SHORT TASK 1:
According to the article on Applied Materials stock, by what percentage did the company's sales fall in fiscal 2019?
SHORT TASK 2:
Write a continuation of the article on Applied Materials stock, picking up after its last sentence.

TEXT BLOCK:
The past few years have been a wild ride for Applied Materials (AMAT -0.91%) investors.

Semiconductor and display manufacturing can be a volatile business, and Applied's basic materials and process engineering services are at the mercy of chip and display makers that use them. A slowdown in tech hardware started in 2018, sending shares into a tailspin and halving the value of the company -- only for signs of a rebound in the industry to send shares all the way back up and then some in the past year.

After all is said and done, the roller coaster has still yielded shareholders a better than 90% return over the last trailing three-year stretch. Not bad considering the volatility.

However, the rally may not be over. Business is only just beginning to come back, and a generous cash return policy has Applied's stock trading for a reasonable valuation.

AMAT Chart

Data by YCharts.

2020 off to a solid start

Sales retreated 13% in fiscal 2019, driven by the especially cyclical memory chip industry and falling revenue from display manufacturing. Adjusted earnings per share tumbled 27% on the year, offset by Applied's share repurchase program, which reduced total share count by nearly 8%.

EXTRACTED DATA:
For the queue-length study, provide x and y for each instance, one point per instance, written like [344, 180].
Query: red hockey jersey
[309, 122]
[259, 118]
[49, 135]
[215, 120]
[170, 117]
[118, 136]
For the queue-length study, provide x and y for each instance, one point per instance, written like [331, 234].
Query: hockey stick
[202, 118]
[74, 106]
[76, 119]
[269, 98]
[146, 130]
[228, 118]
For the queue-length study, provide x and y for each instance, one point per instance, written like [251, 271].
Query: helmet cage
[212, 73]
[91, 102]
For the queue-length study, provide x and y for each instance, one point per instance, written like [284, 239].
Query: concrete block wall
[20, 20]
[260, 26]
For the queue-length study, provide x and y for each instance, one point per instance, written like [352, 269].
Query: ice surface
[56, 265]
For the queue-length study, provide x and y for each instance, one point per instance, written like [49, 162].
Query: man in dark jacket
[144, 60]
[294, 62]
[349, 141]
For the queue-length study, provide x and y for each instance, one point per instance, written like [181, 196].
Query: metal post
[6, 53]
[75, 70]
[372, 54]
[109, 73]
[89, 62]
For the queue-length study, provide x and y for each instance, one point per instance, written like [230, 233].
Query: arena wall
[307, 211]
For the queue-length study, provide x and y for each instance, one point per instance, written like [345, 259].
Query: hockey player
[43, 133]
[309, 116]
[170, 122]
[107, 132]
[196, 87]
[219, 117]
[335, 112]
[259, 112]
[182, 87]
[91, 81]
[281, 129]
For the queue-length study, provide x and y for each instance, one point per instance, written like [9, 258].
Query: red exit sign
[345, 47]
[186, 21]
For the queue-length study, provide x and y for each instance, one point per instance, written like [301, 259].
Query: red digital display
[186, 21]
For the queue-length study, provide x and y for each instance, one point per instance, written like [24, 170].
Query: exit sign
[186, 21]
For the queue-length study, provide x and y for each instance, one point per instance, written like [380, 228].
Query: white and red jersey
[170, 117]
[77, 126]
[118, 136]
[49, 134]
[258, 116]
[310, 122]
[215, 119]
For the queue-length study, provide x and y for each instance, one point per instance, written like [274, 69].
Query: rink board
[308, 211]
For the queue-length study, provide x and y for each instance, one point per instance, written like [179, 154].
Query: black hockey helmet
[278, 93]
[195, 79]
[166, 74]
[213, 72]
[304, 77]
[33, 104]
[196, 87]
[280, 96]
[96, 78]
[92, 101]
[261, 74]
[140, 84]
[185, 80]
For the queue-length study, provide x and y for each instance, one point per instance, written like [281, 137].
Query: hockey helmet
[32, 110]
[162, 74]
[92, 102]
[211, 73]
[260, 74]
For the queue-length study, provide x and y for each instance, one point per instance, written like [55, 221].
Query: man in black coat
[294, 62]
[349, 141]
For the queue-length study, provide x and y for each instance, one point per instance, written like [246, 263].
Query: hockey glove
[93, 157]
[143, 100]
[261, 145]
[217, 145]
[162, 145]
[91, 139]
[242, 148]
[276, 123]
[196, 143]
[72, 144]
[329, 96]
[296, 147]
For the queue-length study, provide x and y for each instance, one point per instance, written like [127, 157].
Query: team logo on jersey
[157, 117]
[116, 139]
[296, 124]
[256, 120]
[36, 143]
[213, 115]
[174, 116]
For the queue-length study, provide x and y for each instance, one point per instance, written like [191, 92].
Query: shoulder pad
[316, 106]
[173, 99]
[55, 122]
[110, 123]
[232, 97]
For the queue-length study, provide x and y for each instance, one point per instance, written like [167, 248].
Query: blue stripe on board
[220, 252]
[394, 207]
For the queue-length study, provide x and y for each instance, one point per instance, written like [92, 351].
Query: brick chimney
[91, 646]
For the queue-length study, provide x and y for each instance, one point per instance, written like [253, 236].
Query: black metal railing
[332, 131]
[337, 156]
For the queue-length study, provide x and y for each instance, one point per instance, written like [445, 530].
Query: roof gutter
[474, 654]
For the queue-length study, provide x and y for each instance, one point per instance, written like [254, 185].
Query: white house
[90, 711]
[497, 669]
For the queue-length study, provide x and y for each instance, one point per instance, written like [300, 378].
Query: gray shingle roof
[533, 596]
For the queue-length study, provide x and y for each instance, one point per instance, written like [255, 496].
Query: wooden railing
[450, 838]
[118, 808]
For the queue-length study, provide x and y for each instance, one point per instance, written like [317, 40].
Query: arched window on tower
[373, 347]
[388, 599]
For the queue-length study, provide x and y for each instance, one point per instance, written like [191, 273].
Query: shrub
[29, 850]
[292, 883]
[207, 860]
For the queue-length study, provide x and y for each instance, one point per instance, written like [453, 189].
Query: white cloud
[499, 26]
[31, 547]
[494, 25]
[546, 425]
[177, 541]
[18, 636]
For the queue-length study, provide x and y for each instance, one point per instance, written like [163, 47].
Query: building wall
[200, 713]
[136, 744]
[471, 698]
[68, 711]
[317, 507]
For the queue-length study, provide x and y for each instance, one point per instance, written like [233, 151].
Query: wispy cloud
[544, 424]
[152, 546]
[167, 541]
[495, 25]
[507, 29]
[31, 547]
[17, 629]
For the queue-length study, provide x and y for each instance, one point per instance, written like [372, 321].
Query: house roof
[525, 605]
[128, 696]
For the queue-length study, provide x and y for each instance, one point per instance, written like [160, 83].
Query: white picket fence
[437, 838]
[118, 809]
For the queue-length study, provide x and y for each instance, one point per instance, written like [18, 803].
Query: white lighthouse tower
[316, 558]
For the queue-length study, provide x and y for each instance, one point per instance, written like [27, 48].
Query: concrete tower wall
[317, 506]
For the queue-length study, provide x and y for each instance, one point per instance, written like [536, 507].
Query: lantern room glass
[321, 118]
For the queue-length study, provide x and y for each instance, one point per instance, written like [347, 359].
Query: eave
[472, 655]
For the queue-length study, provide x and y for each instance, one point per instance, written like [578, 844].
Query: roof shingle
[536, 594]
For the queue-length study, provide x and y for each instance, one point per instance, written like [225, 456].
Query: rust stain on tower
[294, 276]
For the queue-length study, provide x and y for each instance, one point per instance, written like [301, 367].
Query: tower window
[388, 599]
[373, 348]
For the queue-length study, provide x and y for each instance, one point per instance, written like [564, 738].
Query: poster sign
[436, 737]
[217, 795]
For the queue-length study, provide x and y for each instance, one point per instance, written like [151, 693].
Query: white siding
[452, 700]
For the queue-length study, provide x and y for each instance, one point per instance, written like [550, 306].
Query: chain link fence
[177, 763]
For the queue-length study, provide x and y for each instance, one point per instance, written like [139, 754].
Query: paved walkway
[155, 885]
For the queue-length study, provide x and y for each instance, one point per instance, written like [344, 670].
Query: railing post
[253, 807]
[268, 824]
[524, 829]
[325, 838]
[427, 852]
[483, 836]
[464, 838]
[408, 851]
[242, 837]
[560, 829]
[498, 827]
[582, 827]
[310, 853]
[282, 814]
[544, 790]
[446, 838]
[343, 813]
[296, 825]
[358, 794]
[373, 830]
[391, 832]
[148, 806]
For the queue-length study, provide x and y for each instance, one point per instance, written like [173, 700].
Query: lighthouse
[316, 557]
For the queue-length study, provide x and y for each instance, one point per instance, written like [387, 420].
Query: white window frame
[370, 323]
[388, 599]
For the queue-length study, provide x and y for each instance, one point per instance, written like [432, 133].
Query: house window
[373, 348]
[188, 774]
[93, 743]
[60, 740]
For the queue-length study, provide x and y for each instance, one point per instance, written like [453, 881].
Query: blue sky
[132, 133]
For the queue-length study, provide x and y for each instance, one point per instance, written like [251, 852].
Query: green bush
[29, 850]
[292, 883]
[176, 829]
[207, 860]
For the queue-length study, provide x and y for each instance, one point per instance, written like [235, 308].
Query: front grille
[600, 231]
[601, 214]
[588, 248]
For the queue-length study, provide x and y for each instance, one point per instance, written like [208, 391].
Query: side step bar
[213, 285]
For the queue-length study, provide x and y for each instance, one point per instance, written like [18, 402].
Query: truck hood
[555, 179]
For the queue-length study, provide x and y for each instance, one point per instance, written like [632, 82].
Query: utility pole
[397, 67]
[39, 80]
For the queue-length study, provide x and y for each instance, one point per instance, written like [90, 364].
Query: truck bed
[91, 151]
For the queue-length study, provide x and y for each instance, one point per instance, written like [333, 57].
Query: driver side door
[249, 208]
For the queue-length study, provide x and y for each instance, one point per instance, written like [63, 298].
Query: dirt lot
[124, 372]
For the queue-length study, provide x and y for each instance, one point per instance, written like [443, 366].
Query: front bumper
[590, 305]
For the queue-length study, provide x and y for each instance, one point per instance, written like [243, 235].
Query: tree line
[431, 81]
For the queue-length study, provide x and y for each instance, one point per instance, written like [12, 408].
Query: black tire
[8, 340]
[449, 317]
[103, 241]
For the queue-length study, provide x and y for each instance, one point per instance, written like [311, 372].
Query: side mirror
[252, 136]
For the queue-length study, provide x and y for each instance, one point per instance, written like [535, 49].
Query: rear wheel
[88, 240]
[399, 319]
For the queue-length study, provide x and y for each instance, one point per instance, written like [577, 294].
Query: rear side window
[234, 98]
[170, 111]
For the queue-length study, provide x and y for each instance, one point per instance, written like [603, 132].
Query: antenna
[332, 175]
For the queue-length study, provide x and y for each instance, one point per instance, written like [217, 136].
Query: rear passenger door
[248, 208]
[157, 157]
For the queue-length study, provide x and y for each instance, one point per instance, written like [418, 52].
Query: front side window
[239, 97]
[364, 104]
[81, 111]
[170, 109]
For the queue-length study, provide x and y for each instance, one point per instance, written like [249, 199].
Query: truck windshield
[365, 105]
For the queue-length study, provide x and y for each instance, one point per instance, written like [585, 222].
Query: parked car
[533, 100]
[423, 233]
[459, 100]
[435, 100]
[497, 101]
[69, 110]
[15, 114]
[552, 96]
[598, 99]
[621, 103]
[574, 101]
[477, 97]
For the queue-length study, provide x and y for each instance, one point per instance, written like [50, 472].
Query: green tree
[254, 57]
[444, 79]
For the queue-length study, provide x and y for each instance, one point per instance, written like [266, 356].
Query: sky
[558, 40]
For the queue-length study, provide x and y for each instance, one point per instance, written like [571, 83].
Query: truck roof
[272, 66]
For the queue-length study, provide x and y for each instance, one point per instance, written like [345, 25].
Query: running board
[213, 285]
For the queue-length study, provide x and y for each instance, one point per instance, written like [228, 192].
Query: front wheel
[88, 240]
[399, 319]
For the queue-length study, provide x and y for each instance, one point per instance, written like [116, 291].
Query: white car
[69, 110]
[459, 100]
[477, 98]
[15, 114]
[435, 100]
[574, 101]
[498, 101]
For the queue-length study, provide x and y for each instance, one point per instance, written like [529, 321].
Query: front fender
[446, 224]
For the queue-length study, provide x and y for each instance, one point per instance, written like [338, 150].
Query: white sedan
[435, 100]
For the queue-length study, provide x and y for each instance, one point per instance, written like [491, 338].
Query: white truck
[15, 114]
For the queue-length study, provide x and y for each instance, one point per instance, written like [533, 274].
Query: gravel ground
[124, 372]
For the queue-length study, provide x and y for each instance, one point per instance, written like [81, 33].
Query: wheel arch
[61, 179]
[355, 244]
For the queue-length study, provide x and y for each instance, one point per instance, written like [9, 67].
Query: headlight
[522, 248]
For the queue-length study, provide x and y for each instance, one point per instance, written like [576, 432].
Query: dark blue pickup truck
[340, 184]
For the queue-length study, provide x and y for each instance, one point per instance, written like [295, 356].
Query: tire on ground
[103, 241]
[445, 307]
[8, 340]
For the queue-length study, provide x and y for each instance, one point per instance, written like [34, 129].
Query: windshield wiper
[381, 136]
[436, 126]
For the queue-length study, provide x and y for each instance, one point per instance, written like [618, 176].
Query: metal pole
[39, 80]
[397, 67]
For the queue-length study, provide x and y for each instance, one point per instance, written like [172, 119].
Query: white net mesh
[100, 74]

EXERCISE OUTPUT 1:
Sales fell 13% in fiscal 2019.

EXERCISE OUTPUT 2:
However, the situation started to improve during the fourth quarter, with sales coming in flat year-over-year and adjusted earnings falling only 6%. Demand for Applied's services continued to firm up in the fiscal 2020 first quarter (ended Jan. 26, 2020). Sales and adjusted earnings increased 11% and 21%, respectively, over the depressed period a year ago. The semiconductor segment was responsible, with customers gearing up to manufacture new hardware like 5G wireless network equipment, leading to the advance in the business division. Global services also notched a nice increase, while demand from display manufacturers remained muted as organic light-emitting diode (OLED) displays disrupted the existing supply line for the time being.

Applied Materials Business Segment

Q1 2020 Revenue

YOY Change

Semiconductor systems

$2.81 billion


Global services

$997 million


Display and adjacent markets

$332 million


Data source: Applied Materials. YOY = year over year. 

One cheap way to ride the next semi wave

While the semiconductor industry starts to show signs of a rebound, Applied isn't just about riding the cyclical waves. New chips and end markets are compounding on top of stabilizing demand for legacy tech like PCs, laptops and tablets, and smartphones. Artificial intelligence and edge computing, 5G wireless, and data centers used for cloud computing are all long-term growth trends that should float Applied for years to come.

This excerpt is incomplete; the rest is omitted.